* [EXERCISE DETAILS]:
Edit the listing below by swapping every "really" for "actually" and leaving everything else as is. Omit the pictures from your copy.

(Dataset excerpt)
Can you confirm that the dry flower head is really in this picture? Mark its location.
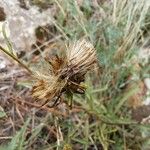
[32,39,96,105]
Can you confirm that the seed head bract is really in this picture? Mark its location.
[32,39,96,104]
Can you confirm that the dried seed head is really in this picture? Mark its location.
[32,40,96,103]
[67,39,96,73]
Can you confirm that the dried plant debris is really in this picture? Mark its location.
[0,7,6,21]
[32,39,96,105]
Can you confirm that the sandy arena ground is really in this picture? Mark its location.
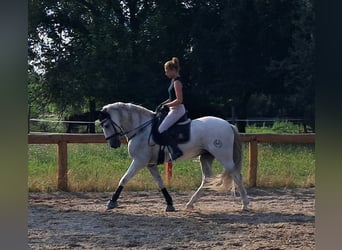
[28,188,315,250]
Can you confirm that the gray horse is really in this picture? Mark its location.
[99,102,249,211]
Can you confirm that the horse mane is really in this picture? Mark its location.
[103,102,154,115]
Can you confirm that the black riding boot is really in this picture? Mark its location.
[162,131,183,161]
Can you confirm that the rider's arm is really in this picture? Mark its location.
[165,80,183,107]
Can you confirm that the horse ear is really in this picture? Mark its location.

* [FULL SOLUTION]:
Can you confirm that the dry flower head is actually in this picture? Mark its location.
[32,39,96,105]
Can you confirm that the seed head bract is actually in this picture? Mark its location.
[32,39,96,104]
Can you confirm that the dried seed head is actually in this picture? Mark its location.
[32,40,96,103]
[67,39,96,73]
Can you confirm that the dried plant debris is actually in this picture? Mark its location.
[0,7,6,21]
[32,39,96,105]
Can you confirm that the sandy arena ground is actually in this picture? Mark its location.
[28,188,315,250]
Can you confirm that the gray horse is actually in this picture? Mark its location.
[99,102,249,211]
Can you confirm that the horse mane is actually in this picture? Mark its location.
[103,102,154,115]
Can you confirm that the black riding boot is actually in this picture? Mark its location.
[162,131,183,161]
Can you confirm that the rider's arm is actually in this picture? Mark its location.
[165,80,183,107]
Can you confirm that the horse ear is actually in this picture? Mark its location.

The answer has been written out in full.